» **WHAT YOU ARE ASKED TO DO**
The entries that follow should be duplicated in full, without a single alteration.

» **DATA FOR REVIEW**
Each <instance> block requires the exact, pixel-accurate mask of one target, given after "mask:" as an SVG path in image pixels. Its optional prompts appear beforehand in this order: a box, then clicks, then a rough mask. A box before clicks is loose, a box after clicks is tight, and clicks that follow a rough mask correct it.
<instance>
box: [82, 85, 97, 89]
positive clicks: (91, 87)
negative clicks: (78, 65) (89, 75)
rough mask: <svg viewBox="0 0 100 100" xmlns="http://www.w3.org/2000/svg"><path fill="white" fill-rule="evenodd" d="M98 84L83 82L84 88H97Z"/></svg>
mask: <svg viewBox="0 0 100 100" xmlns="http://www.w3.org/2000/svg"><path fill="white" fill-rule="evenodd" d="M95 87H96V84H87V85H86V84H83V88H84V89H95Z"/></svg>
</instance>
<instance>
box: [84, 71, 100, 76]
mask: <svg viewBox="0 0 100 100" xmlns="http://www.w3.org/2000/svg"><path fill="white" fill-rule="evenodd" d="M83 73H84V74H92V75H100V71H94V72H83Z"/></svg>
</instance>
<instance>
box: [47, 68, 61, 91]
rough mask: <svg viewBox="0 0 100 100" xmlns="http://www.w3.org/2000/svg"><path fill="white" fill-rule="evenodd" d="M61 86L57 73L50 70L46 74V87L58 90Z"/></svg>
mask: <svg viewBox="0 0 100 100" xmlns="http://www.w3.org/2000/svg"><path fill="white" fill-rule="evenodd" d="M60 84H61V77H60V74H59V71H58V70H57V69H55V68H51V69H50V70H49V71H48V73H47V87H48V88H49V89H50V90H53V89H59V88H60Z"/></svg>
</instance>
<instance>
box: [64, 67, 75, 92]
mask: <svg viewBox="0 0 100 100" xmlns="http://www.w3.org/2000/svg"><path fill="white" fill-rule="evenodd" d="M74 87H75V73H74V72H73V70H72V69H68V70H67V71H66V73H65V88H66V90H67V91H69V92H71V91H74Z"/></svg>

» **YOUR SOLUTION**
Each <instance> block requires the exact, pixel-accurate mask of one target, given after "mask:" as an SVG path in image pixels. Its optional prompts appear beforehand in this order: a box, then clicks, then a rough mask. A box before clicks is loose, a box after clicks is tight, and clicks that follow a rough mask correct it.
<instance>
box: [82, 85, 97, 89]
positive clicks: (91, 87)
negative clicks: (78, 65) (89, 75)
rough mask: <svg viewBox="0 0 100 100" xmlns="http://www.w3.org/2000/svg"><path fill="white" fill-rule="evenodd" d="M98 84L83 82L84 88H97Z"/></svg>
mask: <svg viewBox="0 0 100 100" xmlns="http://www.w3.org/2000/svg"><path fill="white" fill-rule="evenodd" d="M95 87H96V84H87V85H86V84H83V88H84V89H95Z"/></svg>
</instance>
<instance>
box: [84, 71, 100, 76]
mask: <svg viewBox="0 0 100 100" xmlns="http://www.w3.org/2000/svg"><path fill="white" fill-rule="evenodd" d="M83 73H84V74H92V75H100V71H94V72H83Z"/></svg>
</instance>
<instance>
box: [47, 68, 61, 91]
rough mask: <svg viewBox="0 0 100 100" xmlns="http://www.w3.org/2000/svg"><path fill="white" fill-rule="evenodd" d="M61 86L57 73L50 70L46 74V87L58 90Z"/></svg>
mask: <svg viewBox="0 0 100 100" xmlns="http://www.w3.org/2000/svg"><path fill="white" fill-rule="evenodd" d="M60 84H61V77H60V74H59V71H58V70H57V69H55V68H51V69H50V70H49V71H48V73H47V87H48V88H49V89H50V90H53V89H59V88H60Z"/></svg>
</instance>
<instance>
box: [64, 67, 75, 92]
mask: <svg viewBox="0 0 100 100" xmlns="http://www.w3.org/2000/svg"><path fill="white" fill-rule="evenodd" d="M74 87H75V73H74V72H73V70H72V69H68V70H67V71H66V73H65V88H66V90H67V91H69V92H71V91H74Z"/></svg>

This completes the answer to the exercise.